EXERCISE OBJECTIVE: Set down exactly the lines running from the line with "Would you mind pinning the vertical" to the end of the listing below, both ends included.
Start of STORED RECORDS
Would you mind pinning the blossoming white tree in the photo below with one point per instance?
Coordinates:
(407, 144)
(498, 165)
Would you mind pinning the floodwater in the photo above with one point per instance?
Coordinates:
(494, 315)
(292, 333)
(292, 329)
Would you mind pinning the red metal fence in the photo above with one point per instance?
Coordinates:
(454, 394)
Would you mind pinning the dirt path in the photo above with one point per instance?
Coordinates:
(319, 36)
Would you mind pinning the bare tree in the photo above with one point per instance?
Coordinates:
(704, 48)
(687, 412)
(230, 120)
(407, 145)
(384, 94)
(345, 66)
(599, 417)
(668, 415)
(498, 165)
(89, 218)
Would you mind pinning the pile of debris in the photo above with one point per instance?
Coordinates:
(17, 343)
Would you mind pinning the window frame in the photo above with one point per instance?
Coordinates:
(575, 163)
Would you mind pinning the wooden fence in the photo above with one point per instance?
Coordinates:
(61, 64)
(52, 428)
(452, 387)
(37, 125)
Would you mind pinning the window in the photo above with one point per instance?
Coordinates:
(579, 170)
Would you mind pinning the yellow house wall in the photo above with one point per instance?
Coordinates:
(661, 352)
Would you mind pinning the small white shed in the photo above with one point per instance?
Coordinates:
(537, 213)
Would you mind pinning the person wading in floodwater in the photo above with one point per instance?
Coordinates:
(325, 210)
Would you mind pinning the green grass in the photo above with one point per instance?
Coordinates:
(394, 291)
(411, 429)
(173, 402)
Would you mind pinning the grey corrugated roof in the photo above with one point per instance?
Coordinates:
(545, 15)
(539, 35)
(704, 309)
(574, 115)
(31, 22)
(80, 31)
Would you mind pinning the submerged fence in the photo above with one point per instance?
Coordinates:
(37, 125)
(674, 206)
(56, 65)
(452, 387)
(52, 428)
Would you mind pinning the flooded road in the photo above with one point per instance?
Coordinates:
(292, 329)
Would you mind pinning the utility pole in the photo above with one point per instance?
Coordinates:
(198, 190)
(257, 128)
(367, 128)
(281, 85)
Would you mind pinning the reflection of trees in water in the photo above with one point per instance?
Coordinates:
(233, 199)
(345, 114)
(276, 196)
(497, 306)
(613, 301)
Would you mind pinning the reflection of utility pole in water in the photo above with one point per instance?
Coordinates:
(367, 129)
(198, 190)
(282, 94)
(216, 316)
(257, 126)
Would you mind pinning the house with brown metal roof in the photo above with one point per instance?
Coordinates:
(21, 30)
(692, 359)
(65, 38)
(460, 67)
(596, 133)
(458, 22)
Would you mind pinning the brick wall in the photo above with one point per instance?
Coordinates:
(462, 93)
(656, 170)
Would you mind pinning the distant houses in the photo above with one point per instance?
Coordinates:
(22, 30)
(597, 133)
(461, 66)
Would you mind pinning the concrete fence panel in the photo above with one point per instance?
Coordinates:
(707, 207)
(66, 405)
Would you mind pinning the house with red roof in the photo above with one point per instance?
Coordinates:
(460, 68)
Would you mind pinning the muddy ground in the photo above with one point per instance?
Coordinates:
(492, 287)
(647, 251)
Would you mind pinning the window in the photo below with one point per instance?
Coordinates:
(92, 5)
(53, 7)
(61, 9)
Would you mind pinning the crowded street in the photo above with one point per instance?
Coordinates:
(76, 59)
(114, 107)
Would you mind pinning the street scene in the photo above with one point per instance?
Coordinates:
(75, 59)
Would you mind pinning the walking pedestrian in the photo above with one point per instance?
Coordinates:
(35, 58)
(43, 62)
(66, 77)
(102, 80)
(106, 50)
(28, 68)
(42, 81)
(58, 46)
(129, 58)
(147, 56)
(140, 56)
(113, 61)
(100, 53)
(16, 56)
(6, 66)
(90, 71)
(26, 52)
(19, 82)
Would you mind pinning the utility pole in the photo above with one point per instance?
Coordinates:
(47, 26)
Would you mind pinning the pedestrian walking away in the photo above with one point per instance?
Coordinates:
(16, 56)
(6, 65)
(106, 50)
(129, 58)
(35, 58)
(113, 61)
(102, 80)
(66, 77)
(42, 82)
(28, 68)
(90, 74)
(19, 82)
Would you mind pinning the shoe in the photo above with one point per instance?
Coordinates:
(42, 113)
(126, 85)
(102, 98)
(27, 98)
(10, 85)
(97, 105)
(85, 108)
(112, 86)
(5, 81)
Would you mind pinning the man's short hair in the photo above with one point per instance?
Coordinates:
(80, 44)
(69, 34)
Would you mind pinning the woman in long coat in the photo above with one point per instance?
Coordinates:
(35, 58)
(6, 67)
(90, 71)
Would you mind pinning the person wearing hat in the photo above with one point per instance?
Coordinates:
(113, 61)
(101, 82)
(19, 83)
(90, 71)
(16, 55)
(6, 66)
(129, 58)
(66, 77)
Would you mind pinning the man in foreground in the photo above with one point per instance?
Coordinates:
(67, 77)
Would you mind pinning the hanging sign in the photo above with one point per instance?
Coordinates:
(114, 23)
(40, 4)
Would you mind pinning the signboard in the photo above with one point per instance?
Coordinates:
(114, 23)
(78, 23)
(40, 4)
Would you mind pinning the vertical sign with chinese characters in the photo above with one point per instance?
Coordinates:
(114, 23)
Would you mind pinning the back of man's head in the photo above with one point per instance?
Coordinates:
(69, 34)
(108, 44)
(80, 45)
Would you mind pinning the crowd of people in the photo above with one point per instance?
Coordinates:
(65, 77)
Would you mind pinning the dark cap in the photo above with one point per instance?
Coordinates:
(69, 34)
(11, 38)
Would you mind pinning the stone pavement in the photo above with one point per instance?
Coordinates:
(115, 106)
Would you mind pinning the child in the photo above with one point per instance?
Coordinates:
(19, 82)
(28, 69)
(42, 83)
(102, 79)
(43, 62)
End of STORED RECORDS
ANSWER BELOW:
Would you mind pinning the vertical sign with chinese characters in the photo above with one point per instance?
Coordinates:
(114, 23)
Would you mind pinning the back of man's head in the photo above with one point per instance?
Coordinates:
(69, 34)
(108, 44)
(80, 45)
Would you mind pinning the crowd of people in the photo above with one point per instance?
Coordinates:
(65, 77)
Would you mind pinning the dark cap in the photo above with one point per instance?
Coordinates:
(69, 34)
(11, 38)
Would you mind pinning the stone pavement in the photo above with one point per instance?
Coordinates:
(115, 106)
Would you mind pinning the child in the photo above with one point per instance?
Coordinates:
(19, 82)
(28, 69)
(42, 83)
(102, 79)
(43, 62)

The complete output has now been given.